#### DIRECTIONS FOR THIS TASK
Put every line of the data from the line containing "Place a point on every instance of the weathered" down to the line containing "pixel 973 478", both included, into a JSON list of strings. Use one string per line and leave out blank lines.

Source data
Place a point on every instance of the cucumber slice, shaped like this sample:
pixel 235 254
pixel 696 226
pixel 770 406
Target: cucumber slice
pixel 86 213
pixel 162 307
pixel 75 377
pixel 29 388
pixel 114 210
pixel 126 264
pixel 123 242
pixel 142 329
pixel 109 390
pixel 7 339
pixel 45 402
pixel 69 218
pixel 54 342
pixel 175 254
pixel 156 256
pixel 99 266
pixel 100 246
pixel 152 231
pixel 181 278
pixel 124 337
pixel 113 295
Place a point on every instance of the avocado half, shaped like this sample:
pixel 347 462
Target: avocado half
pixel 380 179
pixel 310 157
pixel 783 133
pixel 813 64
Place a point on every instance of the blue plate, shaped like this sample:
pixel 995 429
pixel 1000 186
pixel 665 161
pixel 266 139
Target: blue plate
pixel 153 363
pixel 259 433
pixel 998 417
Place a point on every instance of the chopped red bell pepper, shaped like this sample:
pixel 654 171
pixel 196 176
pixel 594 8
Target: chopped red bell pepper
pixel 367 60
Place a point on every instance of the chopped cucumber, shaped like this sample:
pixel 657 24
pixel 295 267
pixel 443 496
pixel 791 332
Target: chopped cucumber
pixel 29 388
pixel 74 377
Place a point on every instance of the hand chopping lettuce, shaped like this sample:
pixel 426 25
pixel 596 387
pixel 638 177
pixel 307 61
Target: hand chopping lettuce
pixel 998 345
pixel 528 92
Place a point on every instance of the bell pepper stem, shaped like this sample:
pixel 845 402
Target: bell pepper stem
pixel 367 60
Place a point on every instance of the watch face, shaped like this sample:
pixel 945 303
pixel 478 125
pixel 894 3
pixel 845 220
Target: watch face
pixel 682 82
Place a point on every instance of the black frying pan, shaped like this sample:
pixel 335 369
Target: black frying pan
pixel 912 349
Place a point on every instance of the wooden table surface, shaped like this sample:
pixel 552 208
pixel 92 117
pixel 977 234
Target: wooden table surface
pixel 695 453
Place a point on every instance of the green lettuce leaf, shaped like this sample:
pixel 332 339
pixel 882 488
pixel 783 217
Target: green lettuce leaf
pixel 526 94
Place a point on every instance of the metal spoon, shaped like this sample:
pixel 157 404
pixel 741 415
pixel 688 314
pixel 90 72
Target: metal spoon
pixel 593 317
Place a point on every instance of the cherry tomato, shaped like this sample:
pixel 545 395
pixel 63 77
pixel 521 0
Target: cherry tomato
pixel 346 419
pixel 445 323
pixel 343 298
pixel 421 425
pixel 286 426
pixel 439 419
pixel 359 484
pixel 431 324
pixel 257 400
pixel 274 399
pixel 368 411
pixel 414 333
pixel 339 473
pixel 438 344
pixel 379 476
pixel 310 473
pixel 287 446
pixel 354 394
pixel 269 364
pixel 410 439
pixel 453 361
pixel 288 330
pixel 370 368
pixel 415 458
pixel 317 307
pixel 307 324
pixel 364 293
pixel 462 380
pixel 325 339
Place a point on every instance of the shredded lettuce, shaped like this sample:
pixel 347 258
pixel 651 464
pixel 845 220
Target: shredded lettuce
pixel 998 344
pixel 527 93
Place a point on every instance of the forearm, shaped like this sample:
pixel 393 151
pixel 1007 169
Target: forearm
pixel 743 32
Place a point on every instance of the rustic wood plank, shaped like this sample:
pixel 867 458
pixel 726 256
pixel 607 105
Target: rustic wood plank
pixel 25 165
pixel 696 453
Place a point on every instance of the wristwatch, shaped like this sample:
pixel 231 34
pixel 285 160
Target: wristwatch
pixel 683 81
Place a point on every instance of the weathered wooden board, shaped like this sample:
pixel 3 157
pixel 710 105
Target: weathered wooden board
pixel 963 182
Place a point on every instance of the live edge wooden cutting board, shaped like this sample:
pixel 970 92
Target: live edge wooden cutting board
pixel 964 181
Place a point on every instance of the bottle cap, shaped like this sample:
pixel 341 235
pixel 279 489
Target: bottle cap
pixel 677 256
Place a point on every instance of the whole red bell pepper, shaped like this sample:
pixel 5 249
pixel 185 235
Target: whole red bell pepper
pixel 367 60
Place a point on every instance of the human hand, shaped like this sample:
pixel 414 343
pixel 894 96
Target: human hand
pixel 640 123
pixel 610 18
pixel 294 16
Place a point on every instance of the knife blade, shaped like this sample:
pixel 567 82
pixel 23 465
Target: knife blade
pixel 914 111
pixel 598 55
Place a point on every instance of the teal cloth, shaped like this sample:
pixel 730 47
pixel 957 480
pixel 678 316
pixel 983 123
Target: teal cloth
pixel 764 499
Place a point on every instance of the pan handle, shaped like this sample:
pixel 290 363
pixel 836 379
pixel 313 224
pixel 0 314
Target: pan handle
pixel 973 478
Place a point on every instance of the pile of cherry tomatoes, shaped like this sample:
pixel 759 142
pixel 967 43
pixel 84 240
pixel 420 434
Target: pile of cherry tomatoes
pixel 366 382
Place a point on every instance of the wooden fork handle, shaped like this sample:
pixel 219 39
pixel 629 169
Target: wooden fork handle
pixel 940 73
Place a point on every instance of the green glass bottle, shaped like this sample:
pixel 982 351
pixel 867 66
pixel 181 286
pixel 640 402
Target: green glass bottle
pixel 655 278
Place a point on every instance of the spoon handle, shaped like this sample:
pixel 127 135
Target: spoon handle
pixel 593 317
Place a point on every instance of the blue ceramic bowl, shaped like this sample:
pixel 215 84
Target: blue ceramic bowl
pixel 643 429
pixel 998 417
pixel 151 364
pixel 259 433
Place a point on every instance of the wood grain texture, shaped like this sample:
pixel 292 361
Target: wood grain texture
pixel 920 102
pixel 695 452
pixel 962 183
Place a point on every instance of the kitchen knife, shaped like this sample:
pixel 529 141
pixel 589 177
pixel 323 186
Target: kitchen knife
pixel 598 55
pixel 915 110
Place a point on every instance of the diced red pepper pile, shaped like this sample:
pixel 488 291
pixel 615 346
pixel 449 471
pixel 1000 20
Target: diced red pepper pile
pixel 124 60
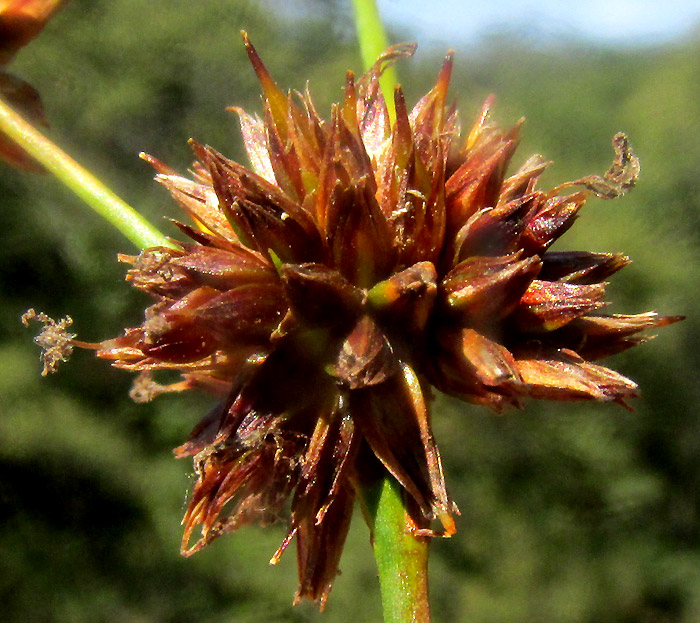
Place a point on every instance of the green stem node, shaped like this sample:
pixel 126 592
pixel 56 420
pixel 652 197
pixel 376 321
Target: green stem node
pixel 402 557
pixel 93 192
pixel 373 41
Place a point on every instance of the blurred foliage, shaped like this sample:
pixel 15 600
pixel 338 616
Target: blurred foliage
pixel 570 513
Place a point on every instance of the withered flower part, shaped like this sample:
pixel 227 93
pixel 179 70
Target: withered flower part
pixel 20 22
pixel 327 288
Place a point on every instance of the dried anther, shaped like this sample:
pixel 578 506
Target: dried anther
pixel 325 291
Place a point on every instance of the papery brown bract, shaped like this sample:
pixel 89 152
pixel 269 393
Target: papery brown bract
pixel 355 266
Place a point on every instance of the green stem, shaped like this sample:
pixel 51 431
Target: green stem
pixel 100 198
pixel 402 557
pixel 373 41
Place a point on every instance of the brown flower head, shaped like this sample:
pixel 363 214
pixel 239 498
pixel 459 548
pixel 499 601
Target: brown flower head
pixel 20 22
pixel 327 288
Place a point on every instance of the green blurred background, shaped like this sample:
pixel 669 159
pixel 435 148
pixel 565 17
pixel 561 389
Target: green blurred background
pixel 570 513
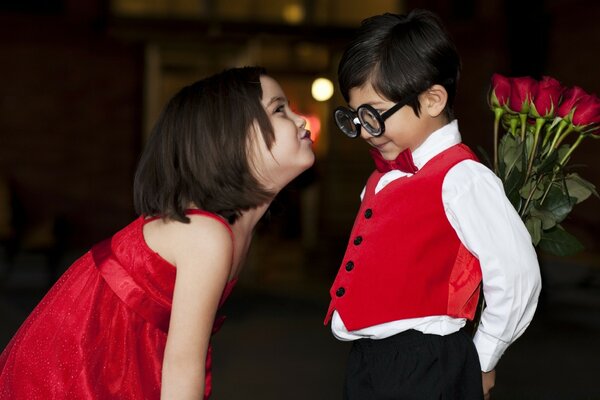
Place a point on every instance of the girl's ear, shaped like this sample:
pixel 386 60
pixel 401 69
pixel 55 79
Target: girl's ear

#### THE RESPONSE
[
  "Place a point on every instance of the weathered wooden board, shaped like this sample:",
  "pixel 3 157",
  "pixel 710 105",
  "Target: weathered wooden board",
  "pixel 963 182",
  "Place a point on every instance of the live edge wooden cutting board, shaped like this sample:",
  "pixel 970 92",
  "Target: live edge wooden cutting board",
  "pixel 964 181",
  "Place a point on every instance of the bottle cap, shaped like this sample:",
  "pixel 341 235",
  "pixel 279 489",
  "Target: bottle cap",
  "pixel 677 256",
  "Place a point on every instance of the whole red bell pepper, shaped like this sample:",
  "pixel 5 249",
  "pixel 185 235",
  "Target: whole red bell pepper",
  "pixel 367 60",
  "Place a point on every instance of the human hand, shaped like this sample:",
  "pixel 414 343",
  "pixel 894 96",
  "Target: human hand",
  "pixel 640 123",
  "pixel 610 18",
  "pixel 294 16",
  "Place a point on every instance of the knife blade, shaped like this sample:",
  "pixel 567 82",
  "pixel 23 465",
  "Target: knife blade",
  "pixel 914 111",
  "pixel 598 55",
  "Place a point on every instance of the teal cloth, shaped like this sample:",
  "pixel 730 47",
  "pixel 957 480",
  "pixel 678 316",
  "pixel 983 123",
  "Target: teal cloth",
  "pixel 764 499",
  "Place a point on every instance of the pan handle, shaped like this sample:",
  "pixel 290 363",
  "pixel 836 379",
  "pixel 313 224",
  "pixel 0 314",
  "Target: pan handle",
  "pixel 973 478"
]